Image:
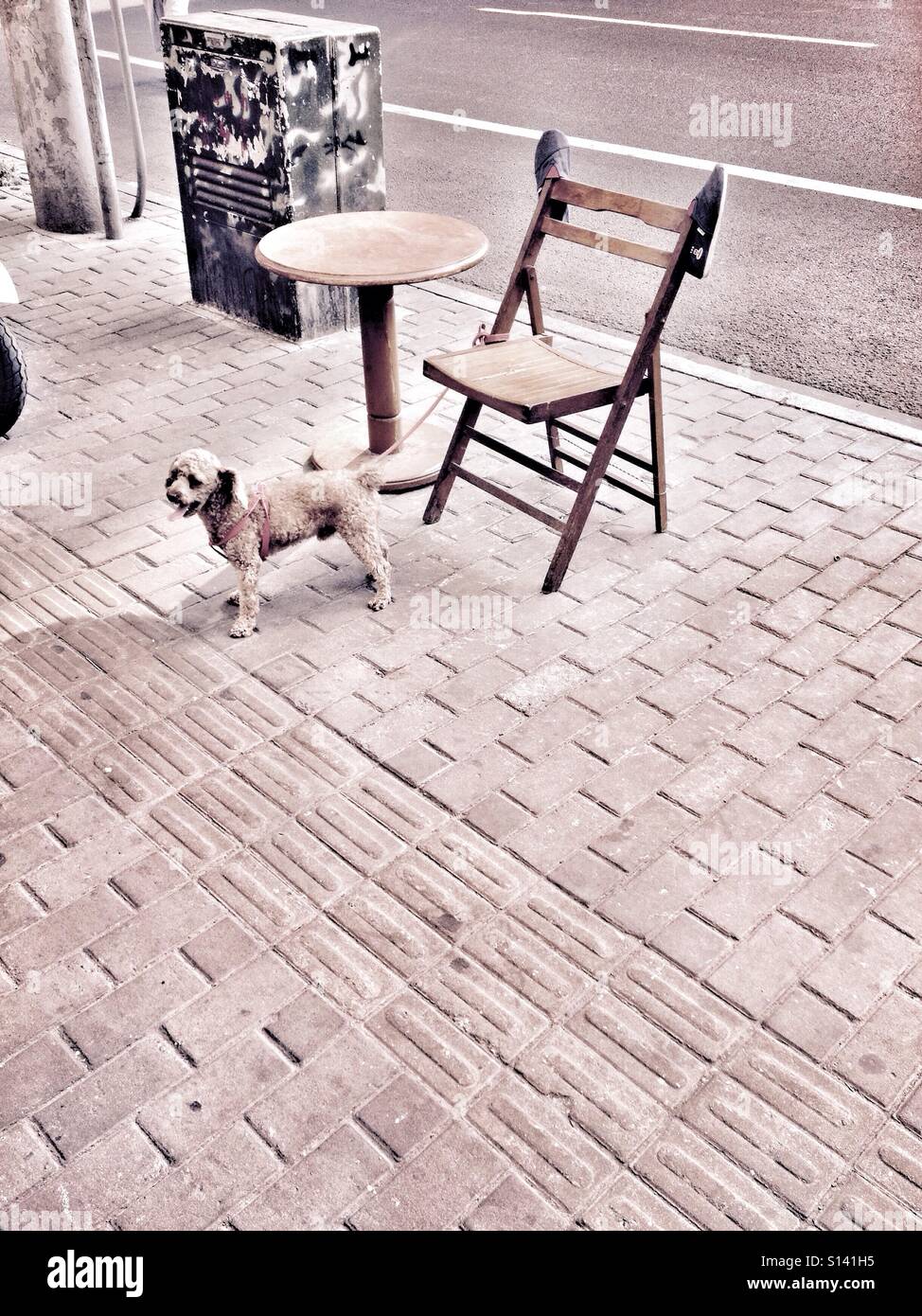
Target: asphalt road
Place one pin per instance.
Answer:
(818, 287)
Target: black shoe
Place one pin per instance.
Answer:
(551, 151)
(706, 212)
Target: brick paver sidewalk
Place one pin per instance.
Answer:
(487, 911)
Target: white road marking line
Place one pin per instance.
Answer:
(135, 60)
(683, 27)
(587, 144)
(809, 185)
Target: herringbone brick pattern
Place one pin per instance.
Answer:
(490, 911)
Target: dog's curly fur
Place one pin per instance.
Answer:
(318, 503)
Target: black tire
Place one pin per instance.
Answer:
(12, 380)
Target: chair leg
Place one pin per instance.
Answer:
(583, 505)
(657, 441)
(455, 454)
(553, 439)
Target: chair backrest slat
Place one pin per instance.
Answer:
(605, 242)
(654, 213)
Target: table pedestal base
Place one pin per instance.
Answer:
(411, 468)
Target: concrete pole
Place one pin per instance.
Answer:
(49, 101)
(98, 127)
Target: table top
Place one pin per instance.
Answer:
(372, 248)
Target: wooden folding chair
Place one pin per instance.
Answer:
(533, 381)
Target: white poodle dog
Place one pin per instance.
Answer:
(287, 511)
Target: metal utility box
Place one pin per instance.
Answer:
(275, 117)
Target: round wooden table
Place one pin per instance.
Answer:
(375, 250)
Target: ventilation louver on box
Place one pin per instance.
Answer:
(233, 192)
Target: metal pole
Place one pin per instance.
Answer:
(98, 129)
(128, 81)
(49, 105)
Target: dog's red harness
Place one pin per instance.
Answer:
(259, 499)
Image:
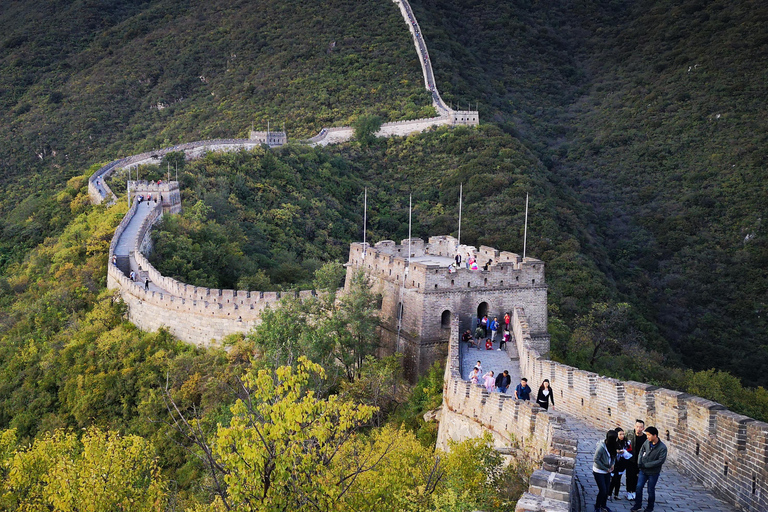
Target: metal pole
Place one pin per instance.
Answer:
(461, 193)
(525, 233)
(365, 219)
(410, 215)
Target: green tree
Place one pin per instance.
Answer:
(606, 329)
(280, 449)
(102, 471)
(365, 129)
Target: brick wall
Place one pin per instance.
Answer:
(519, 428)
(725, 451)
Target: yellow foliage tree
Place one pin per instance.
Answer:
(100, 472)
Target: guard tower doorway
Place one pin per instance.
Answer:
(445, 320)
(482, 309)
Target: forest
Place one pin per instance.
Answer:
(638, 127)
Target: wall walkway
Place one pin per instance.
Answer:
(446, 116)
(714, 454)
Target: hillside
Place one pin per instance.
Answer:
(82, 82)
(638, 128)
(653, 114)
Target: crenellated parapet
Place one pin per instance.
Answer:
(422, 288)
(519, 428)
(727, 452)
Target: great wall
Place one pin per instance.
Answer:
(714, 453)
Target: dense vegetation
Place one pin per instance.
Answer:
(638, 127)
(85, 394)
(653, 114)
(83, 81)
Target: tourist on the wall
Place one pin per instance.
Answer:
(623, 454)
(467, 337)
(636, 438)
(489, 381)
(474, 376)
(494, 326)
(504, 340)
(602, 466)
(523, 390)
(503, 381)
(652, 456)
(545, 395)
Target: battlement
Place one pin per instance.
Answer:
(465, 117)
(429, 265)
(167, 192)
(272, 139)
(727, 452)
(420, 295)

◆ Problem to solve
The pictures stay out of the copy. Set down the entries above precisely.

◆ Task answer
Image:
Target: asphalt road
Place one pin per instance.
Answer:
(818, 287)
Target: black shoe
Place one pin per instance.
Answer:
(551, 151)
(706, 212)
Target: brick paver sidewalk
Place one pin per instance.
Answer:
(487, 911)
Target: white road marking line
Place one pin per instance.
Answer:
(135, 60)
(683, 27)
(587, 144)
(809, 185)
Target: herringbone brick pattern
Place one pin per instance.
Answer:
(490, 911)
Target: dog's curly fur
Place one pin per instance.
Answer:
(318, 503)
Target: black tire
Place one pin per instance.
Answer:
(12, 380)
Target: chair leg
Place one pin per instance.
Answer:
(583, 505)
(657, 441)
(455, 454)
(553, 439)
Target: chair backrest slat
Place one pin per instance.
Answer:
(605, 242)
(654, 213)
Target: table pedestal base
Place one pin per instance.
Answer:
(411, 468)
Target: concrete pole
Place one pin per instance.
Answer:
(49, 101)
(98, 127)
Target: table top
Place one pin per instance.
Answer:
(372, 248)
Target: wooden folding chair
Place one pin per instance.
Answer:
(533, 381)
Target: white poodle dog
Place one pin per instance.
Answer:
(287, 511)
Target: metal utility box
Place one pin per instance.
Answer:
(275, 117)
Target: round wooden table
Place one pin per instance.
Answer:
(375, 250)
Target: ventilation louver on box
Place one pin per instance.
Answer:
(233, 192)
Target: metal pole
Place one pin per instance.
Answer:
(98, 129)
(128, 81)
(49, 105)
Target: dog's red harness
Place one pin per instance.
Answer:
(259, 499)
Image:
Target: metal pole
Place one pin per instance.
Answer:
(461, 193)
(525, 233)
(365, 219)
(410, 215)
Target: green tree
Place one pin per instance.
Answer:
(606, 329)
(280, 449)
(102, 471)
(365, 129)
Target: brick wall
Place one pin per instance.
Answer:
(519, 428)
(725, 451)
Target: yellow foliage tree
Place one pin per instance.
Answer:
(100, 472)
Target: guard tower doorway
Place one pin per instance.
Answer:
(445, 320)
(482, 309)
Target: forest
Place one pin per instance.
Answer:
(638, 127)
Target: wall walkway
Place one pin per instance.
Answer:
(446, 116)
(714, 454)
Target: hillside
Place one pin per instance.
Answer:
(82, 82)
(638, 128)
(653, 114)
Target: crenellated parapet
Place one pin per instance.
Answer:
(422, 288)
(519, 428)
(727, 452)
Target: great wall
Place one pin per instance.
Answer:
(714, 453)
Target: dense vegetation
Place one pin per instance.
Answer:
(638, 127)
(85, 394)
(653, 114)
(83, 81)
Target: tourist on the wall
Place one pin per instance.
Answer:
(623, 454)
(467, 337)
(636, 438)
(489, 381)
(474, 376)
(494, 326)
(504, 340)
(602, 466)
(523, 390)
(503, 381)
(652, 456)
(545, 395)
Target: battlement
Place one pin per instance.
Answer:
(465, 117)
(429, 265)
(167, 192)
(272, 139)
(727, 452)
(420, 295)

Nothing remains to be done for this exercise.